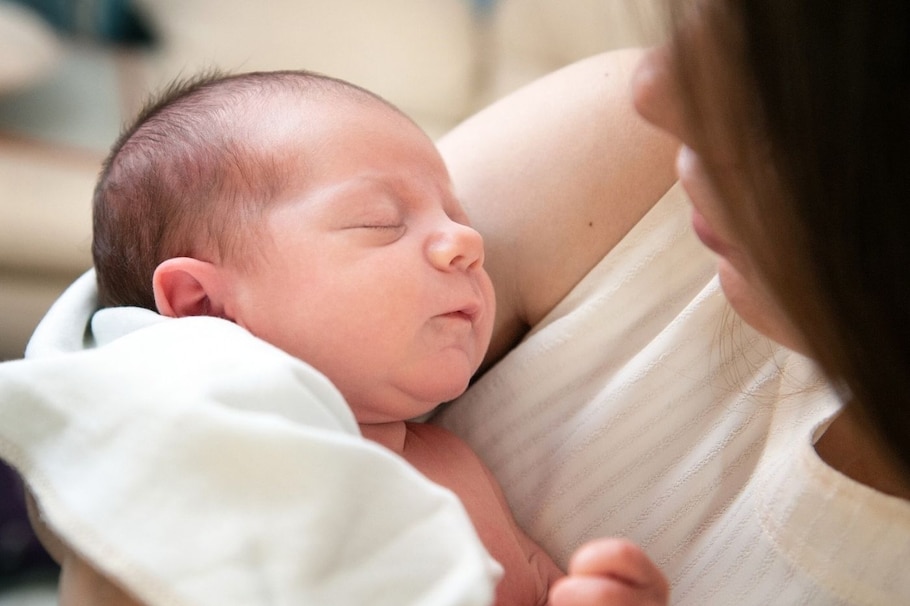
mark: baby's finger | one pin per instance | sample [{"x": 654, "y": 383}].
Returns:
[
  {"x": 602, "y": 591},
  {"x": 620, "y": 560}
]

......

GOAL OF THE EXERCISE: Reproduce the records above word for word, leaving out the pictures.

EXERCISE RESULT:
mark: baby's finger | one pin per instance | sample [{"x": 654, "y": 383}].
Returns:
[
  {"x": 602, "y": 591},
  {"x": 620, "y": 560}
]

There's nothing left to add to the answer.